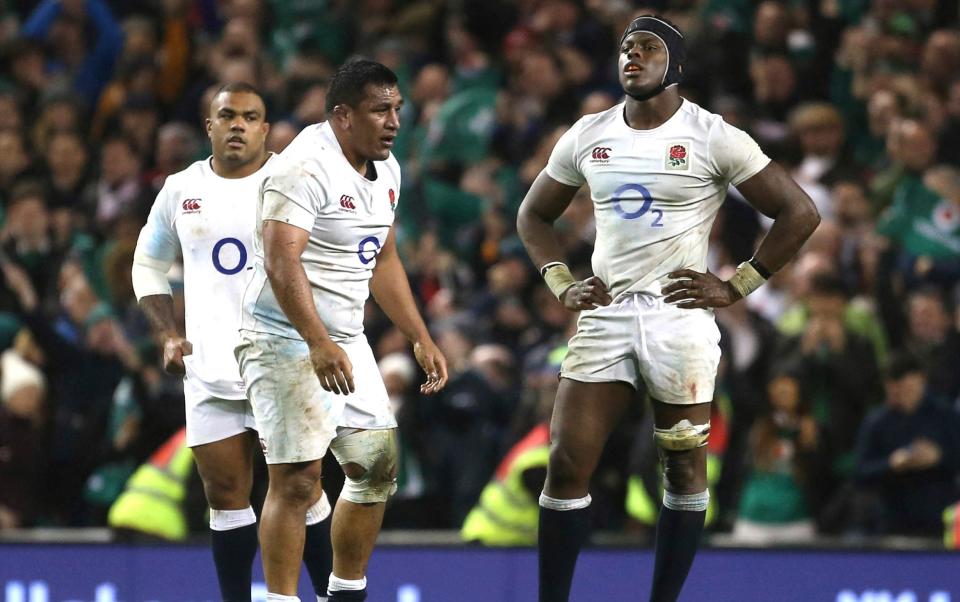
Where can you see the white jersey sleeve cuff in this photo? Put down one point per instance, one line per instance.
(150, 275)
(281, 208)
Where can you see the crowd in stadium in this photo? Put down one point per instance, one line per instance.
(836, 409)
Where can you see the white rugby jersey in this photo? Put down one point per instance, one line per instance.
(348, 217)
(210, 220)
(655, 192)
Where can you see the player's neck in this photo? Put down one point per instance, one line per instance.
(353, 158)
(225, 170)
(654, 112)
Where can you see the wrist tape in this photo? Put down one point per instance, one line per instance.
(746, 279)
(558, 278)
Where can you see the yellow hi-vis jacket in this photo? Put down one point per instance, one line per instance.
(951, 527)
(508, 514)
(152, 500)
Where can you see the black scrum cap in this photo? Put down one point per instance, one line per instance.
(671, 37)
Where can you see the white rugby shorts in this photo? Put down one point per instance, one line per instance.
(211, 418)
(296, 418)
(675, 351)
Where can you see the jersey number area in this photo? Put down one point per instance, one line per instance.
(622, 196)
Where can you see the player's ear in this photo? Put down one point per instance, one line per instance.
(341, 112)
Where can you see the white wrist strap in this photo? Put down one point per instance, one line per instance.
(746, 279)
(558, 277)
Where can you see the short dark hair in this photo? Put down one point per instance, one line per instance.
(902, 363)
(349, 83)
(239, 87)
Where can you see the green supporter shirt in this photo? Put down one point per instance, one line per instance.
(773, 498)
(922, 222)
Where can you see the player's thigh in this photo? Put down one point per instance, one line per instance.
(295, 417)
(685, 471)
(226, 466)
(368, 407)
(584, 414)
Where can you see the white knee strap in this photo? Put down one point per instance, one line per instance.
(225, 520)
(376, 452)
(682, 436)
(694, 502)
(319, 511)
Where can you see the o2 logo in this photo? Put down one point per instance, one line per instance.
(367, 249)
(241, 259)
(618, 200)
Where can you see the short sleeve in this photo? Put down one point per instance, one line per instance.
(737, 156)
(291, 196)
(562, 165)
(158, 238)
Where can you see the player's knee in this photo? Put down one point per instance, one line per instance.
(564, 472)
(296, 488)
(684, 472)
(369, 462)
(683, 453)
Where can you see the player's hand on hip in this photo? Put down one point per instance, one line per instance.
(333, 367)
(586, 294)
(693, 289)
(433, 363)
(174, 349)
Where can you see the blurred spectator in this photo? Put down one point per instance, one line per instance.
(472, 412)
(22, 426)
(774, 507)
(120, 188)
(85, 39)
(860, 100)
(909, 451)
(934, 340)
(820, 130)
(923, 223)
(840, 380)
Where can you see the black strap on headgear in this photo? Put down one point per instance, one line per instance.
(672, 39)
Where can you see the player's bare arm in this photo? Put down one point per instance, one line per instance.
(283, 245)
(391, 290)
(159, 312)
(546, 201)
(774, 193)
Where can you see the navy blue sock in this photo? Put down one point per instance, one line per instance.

* [JOB]: Turn every line of the items above into a Markdown table with two columns, Row and Line, numbering each row and skipping blank lines. Leave the pictures out.

* [SOLUTION FOR THIS TASK]:
| Row | Line |
|---|---|
| 1 | Where can you see the white jersey sleeve cuff in this photo? Put down one point per instance, one line per instance. |
| 2 | (150, 275) |
| 3 | (281, 208) |
| 4 | Where can you see the crowd in stadium in this photo? Put down one point per instance, one line per instance. |
| 5 | (836, 409) |
| 6 | Where can you see the white rugby jersey in this photo? Put down one point per instance, one line per instance. |
| 7 | (348, 217) |
| 8 | (210, 220) |
| 9 | (655, 192) |
| 10 | Where can you see the player's neck in this photo? Put down one point per instance, one line per instance. |
| 11 | (353, 158) |
| 12 | (225, 170) |
| 13 | (654, 112) |
| 14 | Where can you see the wrist tape in this photo? Put down one point per instance, one line per instance. |
| 15 | (746, 279) |
| 16 | (558, 278) |
| 17 | Where can you see the yellow hi-vis jacket in this photo? Put down one point per instance, one line per instance. |
| 18 | (951, 527) |
| 19 | (508, 514) |
| 20 | (152, 500) |
| 21 | Where can you see the black scrum cap in this photo? Put down one point per instance, one line per instance. |
| 22 | (671, 37) |
| 23 | Where can you see the white rugby shorts in this photo? Put down one point per instance, one line per instance. |
| 24 | (211, 418) |
| 25 | (296, 418) |
| 26 | (675, 351) |
| 27 | Where can you see the jersey number area in this photo? Put down one point per instance, one line per instance. |
| 28 | (622, 196) |
| 29 | Where can you see the player's ear in this photo? Put down one point per instance, one line per instance. |
| 30 | (341, 112) |
| 31 | Where can you see the white wrist strap in this photo? Put down one point per instance, one line per instance. |
| 32 | (746, 279) |
| 33 | (558, 277) |
| 34 | Where can you see the short dark hair in this photo? Put down one point per instance, one line per instance. |
| 35 | (902, 363) |
| 36 | (349, 83) |
| 37 | (239, 87) |
| 38 | Where can you see the green supporter shirt in this photo? Put down one point per instance, one line per instance. |
| 39 | (773, 498) |
| 40 | (922, 222) |
| 41 | Where can you see the player's thigh in this photo? Put down one point per instance, one line per instance. |
| 42 | (295, 417) |
| 43 | (685, 471) |
| 44 | (226, 466) |
| 45 | (368, 407) |
| 46 | (584, 414) |
| 47 | Where can you see the white knee strap in this photo? Put down one point per instance, one line per instance. |
| 48 | (225, 520) |
| 49 | (376, 452) |
| 50 | (682, 436) |
| 51 | (694, 502) |
| 52 | (319, 511) |
| 53 | Where can you see the o2 logo in this photo? Put down one point per instance, one line per instance. |
| 54 | (367, 249) |
| 55 | (241, 259) |
| 56 | (618, 200) |
| 57 | Where can you see the short sleeve in this photo? Put down one point per instance, one line per instance. |
| 58 | (737, 156) |
| 59 | (291, 196) |
| 60 | (562, 165) |
| 61 | (158, 238) |
| 62 | Where can you see the player's knee in this photo? Put down one point per instance, one line per instance. |
| 63 | (564, 472) |
| 64 | (296, 488) |
| 65 | (684, 472) |
| 66 | (369, 462) |
| 67 | (683, 453) |
| 68 | Where can you see the player's hand on hip in this photo? Put down one point per instance, one line per instance. |
| 69 | (333, 367) |
| 70 | (586, 294) |
| 71 | (693, 289) |
| 72 | (433, 363) |
| 73 | (174, 349) |
| 74 | Where can you see the blurred spectator in this photo? Put down one point per instance, one line per instance. |
| 75 | (472, 412) |
| 76 | (22, 426) |
| 77 | (774, 507) |
| 78 | (120, 188) |
| 79 | (85, 39) |
| 80 | (860, 100) |
| 81 | (909, 451) |
| 82 | (934, 340) |
| 83 | (820, 130) |
| 84 | (923, 223) |
| 85 | (840, 380) |
| 86 | Where can you see the black strap on headgear in this photo? Put down one point per instance, one line per instance. |
| 87 | (672, 39) |
| 88 | Where can you see the player's bare arm in this photo? Put down one point per instance, one line per instance. |
| 89 | (283, 245) |
| 90 | (391, 290) |
| 91 | (159, 312) |
| 92 | (546, 201) |
| 93 | (774, 193) |
| 94 | Where can you see the navy blue sock in this photo? Put down one point per instance, one line per instance. |